*Written instruction A*:
In the Debezium guide:
(i) Which database serves as the target?
(ii) Which image does the postgres service use?
(iii) Which port mapping does the zookeeper service list?
*Written instruction B*: Can you continue the Debezium guide from the point where it stops?

DEV Community

Building Real-Time Data Pipelines with Debezium: A Practical Guide

Introduction

Change Data Capture (CDC) has become essential for modern data architectures, enabling real-time data synchronization and event-driven systems. In this guide, we'll walk through building a practical CDC solution using Debezium, focusing on capturing changes from a PostgreSQL database and processing them in real-time.

Project Overview
We'll build a system that:

  • Captures changes from a PostgreSQL database using Debezium

  • Streams changes through Apache Kafka

  • Processes events in a Spring Boot application

  • Provides real-time updates to a MongoDB database

Architecture
Our solution uses the following components:

  1. PostgreSQL as the source database
  2. Debezium connector for CDC
  3. Apache Kafka for event streaming
  4. Spring Boot application for processing
  5. MongoDB as the target database

Implementation Guide

1.Setting Up the Development Environment
First, create a docker-compose.yml file to set up our infrastructure:

version: '3.8'
services:
  postgres:
    image: debezium/postgres:13
    ports:
      - "5432:5432"
    environment:
      POSTGRES_DB: inventory
      POSTGRES_USER: postgres
      POSTGRES_PASSWORD: postgres
    volumes:
      - postgres-data:/var/lib/postgresql/data

  kafka:
    image: confluentinc/cp-kafka:7.0.0
    ports:
      - "9092:9092"
    environment:
      KAFKA_BROKER_ID: 1
      KAFKA_LISTENER_SECURITY_PROTOCOL_MAP: PLAINTEXT:PLAINTEXT,PLAINTEXT_HOST:PLAINTEXT
      KAFKA_ADVERTISED_LISTENERS: PLAINTEXT://kafka:29092,PLAINTEXT_HOST://localhost:9092
      KAFKA_OFFSETS_TOPIC_REPLICATION_FACTOR: 1
      KAFKA_GROUP_INITIAL_REBALANCE_DELAY_MS: 0
      KAFKA_TRANSACTION_STATE_LOG_MIN_ISR: 1
      KAFKA_TRANSACTION_STATE_LOG_REPLICATION_FACTOR: 1
    depends_on:
      - zookeeper

  zookeeper:
    image: confluentinc/cp-zookeeper:7.0.0
    ports:
      - "2181:2181"

*Data listing*:
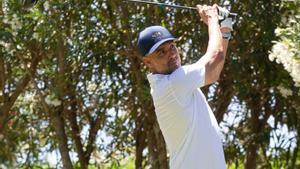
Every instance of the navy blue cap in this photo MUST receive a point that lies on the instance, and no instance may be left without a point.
(151, 38)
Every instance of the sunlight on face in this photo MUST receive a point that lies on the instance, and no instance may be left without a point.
(165, 59)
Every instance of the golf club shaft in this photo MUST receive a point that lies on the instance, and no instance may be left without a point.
(172, 6)
(164, 5)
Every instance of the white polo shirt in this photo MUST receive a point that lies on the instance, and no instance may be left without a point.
(187, 123)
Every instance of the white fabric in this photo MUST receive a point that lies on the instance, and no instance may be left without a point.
(188, 125)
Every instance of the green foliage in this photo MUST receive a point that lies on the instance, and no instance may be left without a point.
(89, 79)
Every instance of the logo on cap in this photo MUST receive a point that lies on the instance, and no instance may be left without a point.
(156, 35)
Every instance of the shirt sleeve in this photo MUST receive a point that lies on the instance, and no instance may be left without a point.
(186, 79)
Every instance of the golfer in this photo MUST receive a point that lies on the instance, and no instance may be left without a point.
(187, 122)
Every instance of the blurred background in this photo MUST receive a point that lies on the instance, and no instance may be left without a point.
(74, 93)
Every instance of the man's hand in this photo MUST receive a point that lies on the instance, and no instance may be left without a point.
(208, 13)
(226, 25)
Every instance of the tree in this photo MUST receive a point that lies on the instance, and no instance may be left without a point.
(72, 82)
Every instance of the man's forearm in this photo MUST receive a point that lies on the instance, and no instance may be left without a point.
(215, 36)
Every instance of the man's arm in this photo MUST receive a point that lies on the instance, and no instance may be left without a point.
(214, 57)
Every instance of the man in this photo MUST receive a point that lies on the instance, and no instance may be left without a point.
(188, 125)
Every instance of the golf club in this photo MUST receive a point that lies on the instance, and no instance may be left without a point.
(225, 12)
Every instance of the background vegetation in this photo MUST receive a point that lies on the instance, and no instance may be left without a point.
(74, 94)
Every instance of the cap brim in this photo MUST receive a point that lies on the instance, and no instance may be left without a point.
(154, 47)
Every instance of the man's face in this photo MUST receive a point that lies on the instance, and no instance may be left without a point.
(164, 60)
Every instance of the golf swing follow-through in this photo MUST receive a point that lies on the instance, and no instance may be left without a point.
(187, 122)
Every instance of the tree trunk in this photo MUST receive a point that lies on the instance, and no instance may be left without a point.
(59, 127)
(251, 157)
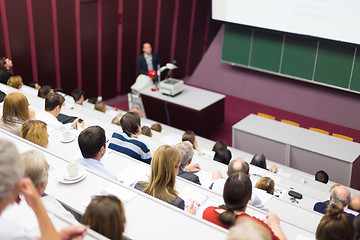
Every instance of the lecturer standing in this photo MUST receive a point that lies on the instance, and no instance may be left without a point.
(148, 60)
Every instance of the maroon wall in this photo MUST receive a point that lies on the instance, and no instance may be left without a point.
(46, 47)
(319, 102)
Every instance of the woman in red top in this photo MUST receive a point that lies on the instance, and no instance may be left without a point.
(237, 193)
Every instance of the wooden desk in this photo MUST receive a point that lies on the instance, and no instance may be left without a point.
(193, 109)
(299, 148)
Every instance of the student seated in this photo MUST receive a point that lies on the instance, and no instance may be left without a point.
(37, 169)
(35, 85)
(220, 144)
(35, 131)
(106, 215)
(187, 152)
(116, 119)
(223, 155)
(92, 143)
(248, 228)
(53, 105)
(127, 142)
(237, 193)
(164, 168)
(156, 127)
(238, 165)
(266, 184)
(100, 106)
(78, 96)
(335, 225)
(15, 111)
(12, 184)
(145, 130)
(339, 194)
(44, 91)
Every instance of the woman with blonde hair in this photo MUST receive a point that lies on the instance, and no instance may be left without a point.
(35, 131)
(106, 215)
(15, 111)
(164, 168)
(266, 184)
(15, 82)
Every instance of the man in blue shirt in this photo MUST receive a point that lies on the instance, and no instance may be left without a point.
(127, 142)
(92, 143)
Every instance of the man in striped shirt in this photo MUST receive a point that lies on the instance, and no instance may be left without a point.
(127, 142)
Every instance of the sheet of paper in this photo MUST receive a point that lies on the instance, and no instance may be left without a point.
(189, 195)
(28, 218)
(205, 178)
(122, 193)
(133, 174)
(171, 139)
(263, 195)
(283, 173)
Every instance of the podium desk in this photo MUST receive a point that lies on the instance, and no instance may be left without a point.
(193, 109)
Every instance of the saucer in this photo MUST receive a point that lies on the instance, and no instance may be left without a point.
(69, 140)
(65, 178)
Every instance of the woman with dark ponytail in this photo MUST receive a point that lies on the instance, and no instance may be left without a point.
(237, 193)
(335, 225)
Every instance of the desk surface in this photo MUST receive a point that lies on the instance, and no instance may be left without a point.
(327, 145)
(190, 97)
(267, 128)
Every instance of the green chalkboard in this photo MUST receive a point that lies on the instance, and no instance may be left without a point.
(311, 59)
(266, 51)
(334, 65)
(355, 80)
(236, 44)
(299, 57)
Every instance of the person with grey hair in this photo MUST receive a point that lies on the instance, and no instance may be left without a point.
(12, 184)
(187, 152)
(236, 166)
(340, 196)
(36, 168)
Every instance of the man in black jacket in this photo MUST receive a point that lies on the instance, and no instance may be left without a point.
(148, 60)
(187, 152)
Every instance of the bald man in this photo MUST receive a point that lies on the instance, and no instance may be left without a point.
(338, 195)
(355, 203)
(236, 165)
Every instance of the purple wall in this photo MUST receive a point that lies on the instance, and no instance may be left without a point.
(94, 44)
(323, 103)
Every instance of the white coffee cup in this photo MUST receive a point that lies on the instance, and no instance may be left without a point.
(67, 136)
(72, 169)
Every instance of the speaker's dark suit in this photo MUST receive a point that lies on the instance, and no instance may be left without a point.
(141, 65)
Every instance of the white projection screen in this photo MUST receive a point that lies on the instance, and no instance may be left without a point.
(330, 19)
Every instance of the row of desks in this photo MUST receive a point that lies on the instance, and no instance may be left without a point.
(92, 118)
(299, 148)
(70, 150)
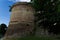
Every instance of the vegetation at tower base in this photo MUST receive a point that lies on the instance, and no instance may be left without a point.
(3, 29)
(48, 14)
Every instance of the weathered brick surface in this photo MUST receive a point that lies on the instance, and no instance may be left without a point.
(22, 20)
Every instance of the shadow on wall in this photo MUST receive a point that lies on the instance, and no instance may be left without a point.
(3, 28)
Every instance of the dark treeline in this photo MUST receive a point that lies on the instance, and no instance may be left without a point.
(47, 14)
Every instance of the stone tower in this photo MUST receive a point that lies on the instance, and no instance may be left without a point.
(21, 20)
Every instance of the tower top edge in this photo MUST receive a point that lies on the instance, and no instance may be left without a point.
(19, 3)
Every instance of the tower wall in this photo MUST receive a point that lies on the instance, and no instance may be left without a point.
(21, 20)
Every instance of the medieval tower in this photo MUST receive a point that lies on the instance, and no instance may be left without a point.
(21, 20)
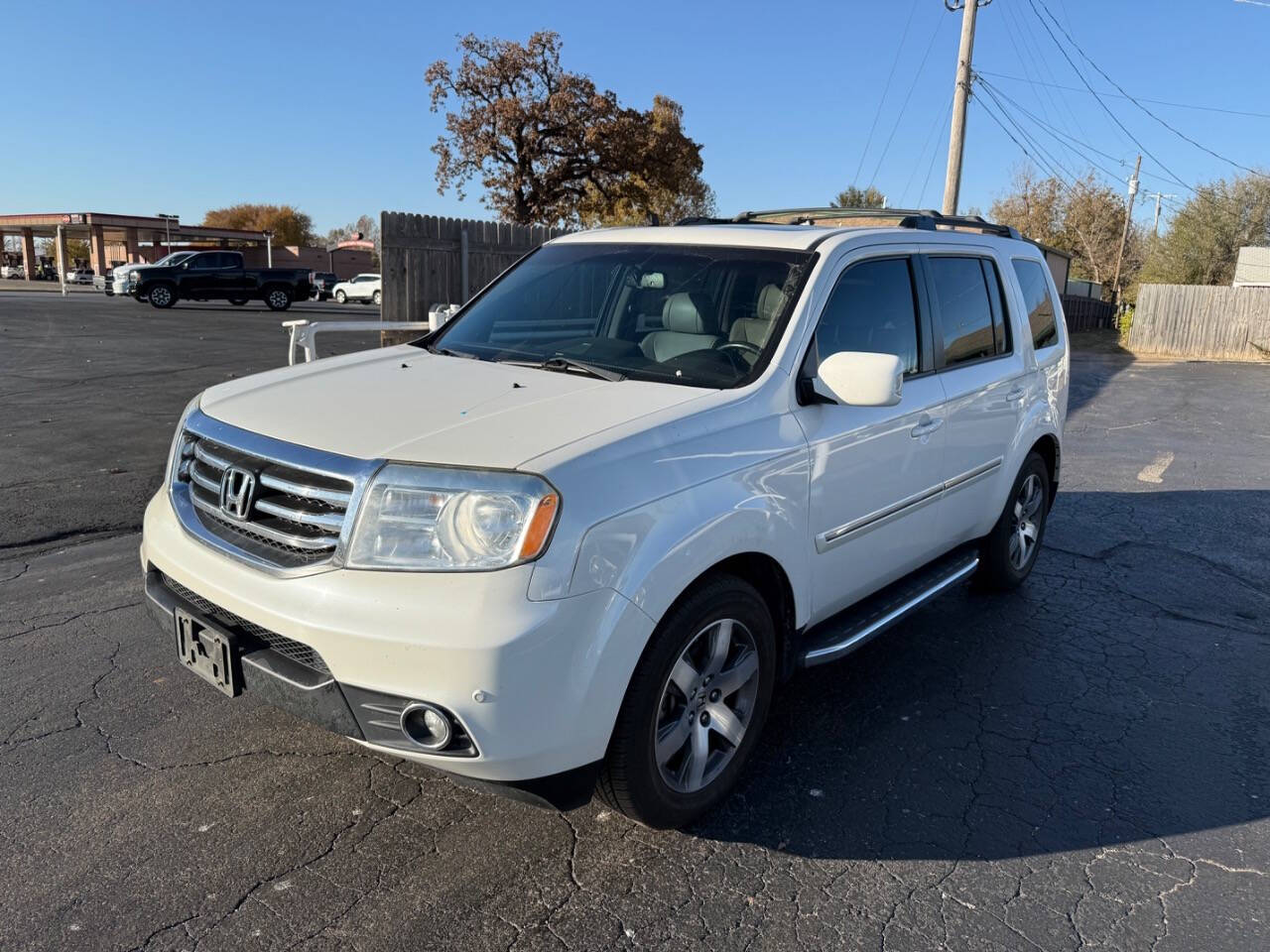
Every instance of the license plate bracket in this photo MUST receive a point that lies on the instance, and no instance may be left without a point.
(207, 652)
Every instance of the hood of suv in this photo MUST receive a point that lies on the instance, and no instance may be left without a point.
(407, 404)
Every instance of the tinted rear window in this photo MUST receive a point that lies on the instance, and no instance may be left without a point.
(962, 307)
(1040, 304)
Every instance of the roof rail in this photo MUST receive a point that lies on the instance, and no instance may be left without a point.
(921, 218)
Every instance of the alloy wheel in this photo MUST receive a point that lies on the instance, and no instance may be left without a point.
(706, 706)
(1026, 522)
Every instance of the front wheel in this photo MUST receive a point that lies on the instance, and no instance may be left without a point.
(695, 706)
(277, 298)
(1008, 552)
(162, 296)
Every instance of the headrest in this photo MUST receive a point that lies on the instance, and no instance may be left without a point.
(689, 312)
(770, 301)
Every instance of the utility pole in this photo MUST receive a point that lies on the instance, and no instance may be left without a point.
(1124, 234)
(960, 98)
(1159, 195)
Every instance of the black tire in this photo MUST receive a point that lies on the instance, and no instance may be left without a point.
(1000, 567)
(162, 295)
(277, 298)
(631, 780)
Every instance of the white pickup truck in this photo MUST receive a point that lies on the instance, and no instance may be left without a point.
(578, 536)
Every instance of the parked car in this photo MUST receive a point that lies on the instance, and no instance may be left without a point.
(324, 285)
(119, 281)
(218, 276)
(366, 289)
(579, 535)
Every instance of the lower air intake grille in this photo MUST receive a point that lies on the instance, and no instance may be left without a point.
(252, 634)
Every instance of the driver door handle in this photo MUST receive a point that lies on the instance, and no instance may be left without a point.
(926, 426)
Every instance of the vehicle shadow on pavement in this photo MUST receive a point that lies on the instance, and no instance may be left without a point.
(1102, 358)
(1118, 696)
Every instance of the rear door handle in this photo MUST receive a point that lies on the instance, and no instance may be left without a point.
(926, 426)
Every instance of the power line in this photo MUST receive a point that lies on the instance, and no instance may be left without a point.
(1066, 140)
(885, 90)
(1105, 107)
(917, 163)
(1171, 128)
(905, 104)
(1125, 95)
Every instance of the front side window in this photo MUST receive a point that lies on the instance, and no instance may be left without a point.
(1037, 298)
(964, 308)
(694, 315)
(871, 308)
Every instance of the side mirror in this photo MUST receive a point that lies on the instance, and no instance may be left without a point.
(440, 313)
(858, 379)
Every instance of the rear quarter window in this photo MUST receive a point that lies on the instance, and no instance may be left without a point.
(1042, 318)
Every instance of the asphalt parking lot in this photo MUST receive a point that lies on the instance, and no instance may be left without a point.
(1083, 765)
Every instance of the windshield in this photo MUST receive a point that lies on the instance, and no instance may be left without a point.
(697, 315)
(175, 258)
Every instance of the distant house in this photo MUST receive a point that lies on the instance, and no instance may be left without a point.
(1252, 268)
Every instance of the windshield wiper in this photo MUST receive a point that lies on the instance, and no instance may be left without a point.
(563, 365)
(449, 352)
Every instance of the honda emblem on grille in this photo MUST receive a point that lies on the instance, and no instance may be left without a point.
(238, 492)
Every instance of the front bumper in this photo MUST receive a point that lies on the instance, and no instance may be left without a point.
(535, 684)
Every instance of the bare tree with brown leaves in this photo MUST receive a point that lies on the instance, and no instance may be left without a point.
(550, 148)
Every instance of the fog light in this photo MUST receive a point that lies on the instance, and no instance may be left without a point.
(427, 726)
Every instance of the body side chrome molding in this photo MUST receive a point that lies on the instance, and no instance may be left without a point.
(832, 537)
(969, 476)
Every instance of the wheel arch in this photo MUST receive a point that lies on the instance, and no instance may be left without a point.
(1047, 447)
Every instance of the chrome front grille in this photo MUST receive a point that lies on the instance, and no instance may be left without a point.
(293, 517)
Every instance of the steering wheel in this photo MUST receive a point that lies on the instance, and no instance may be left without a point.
(742, 345)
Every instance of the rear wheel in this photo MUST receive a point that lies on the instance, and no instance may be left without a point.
(695, 706)
(162, 296)
(1008, 552)
(277, 298)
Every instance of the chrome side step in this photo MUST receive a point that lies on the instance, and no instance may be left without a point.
(846, 631)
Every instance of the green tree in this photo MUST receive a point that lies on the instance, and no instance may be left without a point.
(855, 197)
(289, 225)
(548, 146)
(1206, 235)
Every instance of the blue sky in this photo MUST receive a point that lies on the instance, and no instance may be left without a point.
(181, 108)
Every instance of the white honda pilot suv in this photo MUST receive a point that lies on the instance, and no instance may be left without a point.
(578, 536)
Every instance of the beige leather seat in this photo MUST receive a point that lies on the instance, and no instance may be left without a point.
(756, 330)
(690, 324)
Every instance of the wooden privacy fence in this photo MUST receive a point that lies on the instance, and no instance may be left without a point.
(1202, 321)
(430, 261)
(1087, 312)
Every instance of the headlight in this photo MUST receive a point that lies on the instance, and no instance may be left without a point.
(423, 518)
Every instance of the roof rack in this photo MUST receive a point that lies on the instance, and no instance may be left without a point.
(921, 218)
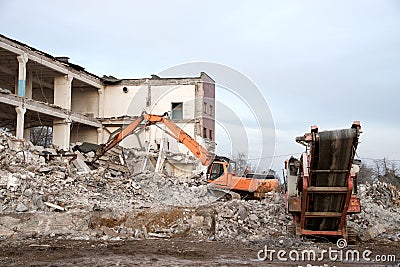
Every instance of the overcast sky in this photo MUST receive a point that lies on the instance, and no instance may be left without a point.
(316, 62)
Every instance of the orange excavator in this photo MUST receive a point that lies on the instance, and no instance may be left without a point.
(221, 171)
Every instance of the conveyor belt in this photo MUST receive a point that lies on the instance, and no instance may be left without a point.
(331, 155)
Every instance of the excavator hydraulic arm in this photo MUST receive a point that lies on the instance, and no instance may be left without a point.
(174, 131)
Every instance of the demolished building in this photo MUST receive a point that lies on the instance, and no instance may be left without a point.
(40, 90)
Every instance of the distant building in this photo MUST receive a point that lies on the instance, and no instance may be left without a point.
(38, 89)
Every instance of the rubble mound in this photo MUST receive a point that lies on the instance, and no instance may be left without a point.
(380, 212)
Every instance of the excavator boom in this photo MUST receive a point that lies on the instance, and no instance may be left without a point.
(174, 131)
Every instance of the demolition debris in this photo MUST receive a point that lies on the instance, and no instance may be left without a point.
(47, 194)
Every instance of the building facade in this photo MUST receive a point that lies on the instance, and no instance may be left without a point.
(38, 90)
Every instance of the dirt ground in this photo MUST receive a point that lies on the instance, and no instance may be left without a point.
(162, 252)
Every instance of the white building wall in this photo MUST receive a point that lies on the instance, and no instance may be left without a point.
(118, 103)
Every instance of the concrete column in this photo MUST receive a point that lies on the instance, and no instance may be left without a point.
(99, 136)
(62, 98)
(100, 91)
(63, 91)
(28, 94)
(22, 59)
(19, 131)
(61, 133)
(28, 86)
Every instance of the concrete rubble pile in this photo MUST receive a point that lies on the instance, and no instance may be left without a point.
(62, 196)
(380, 212)
(253, 219)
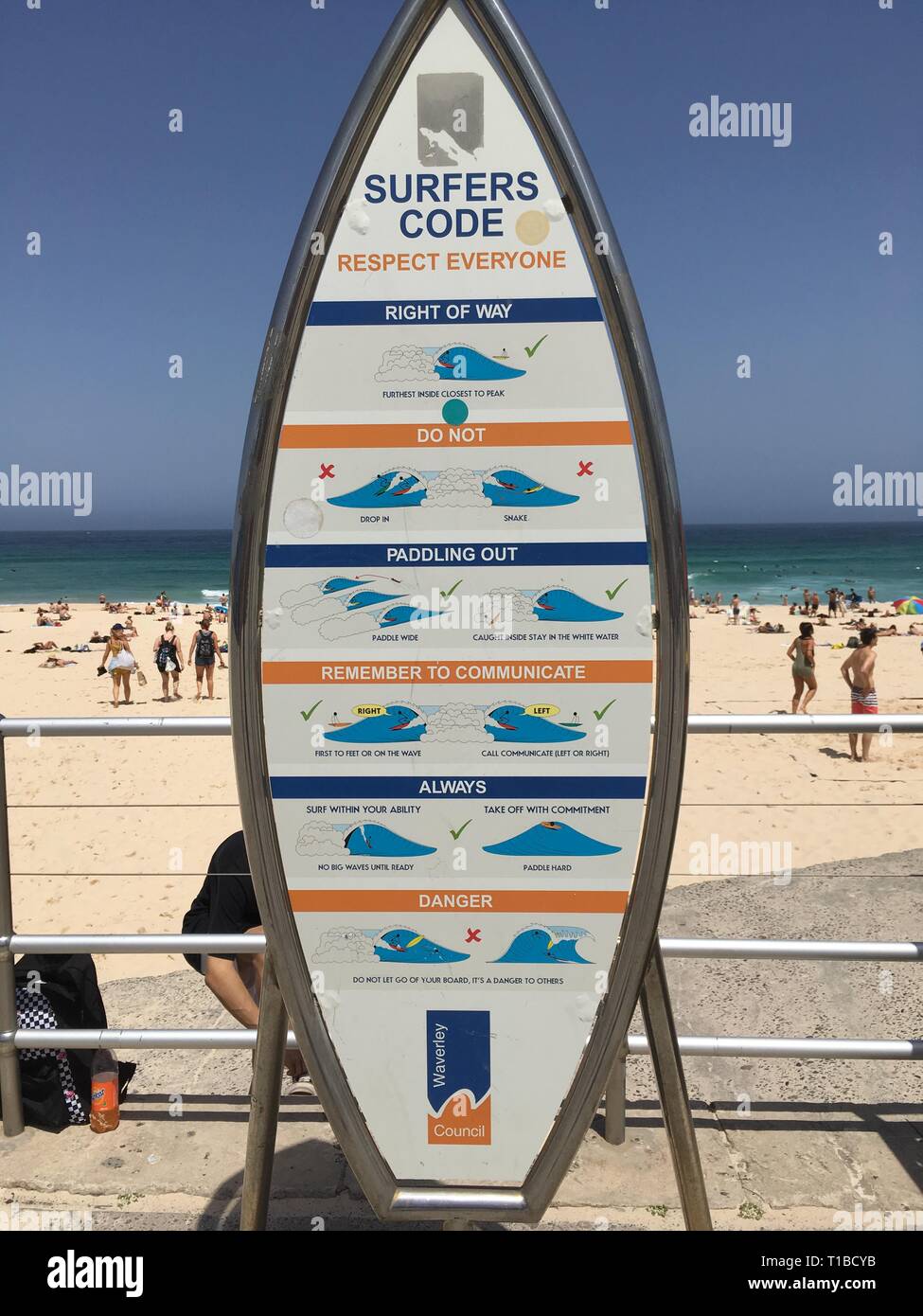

*Task response A*:
(i) MongoDB
(ii) debezium/postgres:13
(iii) "2181:2181"

*Task response B*:
    environment:
      ZOOKEEPER_CLIENT_PORT: 2181

  connect:
    image: debezium/connect:1.9
    ports:
      - "8083:8083"
    environment:
      GROUP_ID: 1
      BOOTSTRAP_SERVERS: kafka:29092
      CONFIG_STORAGE_TOPIC: connect-configs
      OFFSET_STORAGE_TOPIC: connect-offsets
      STATUS_STORAGE_TOPIC: connect-status
    depends_on:
      - kafka
      - postgres

  mongodb:
    image: mongo:5.0
    ports:
      - "27017:27017"

volumes:
  postgres-data:
Enter fullscreen mode Exit fullscreen mode

2. Creating the Source Database Schema
Create the following schema in PostgreSQL:

CREATE TABLE products (
    id SERIAL PRIMARY KEY,
    name VARCHAR(255) NOT NULL,
    description TEXT,
    price DECIMAL(10,2),
    created_at TIMESTAMP DEFAULT CURRENT_TIMESTAMP,
    updated_at TIMESTAMP DEFAULT CURRENT_TIMESTAMP
);

CREATE OR REPLACE FUNCTION update_updated_at()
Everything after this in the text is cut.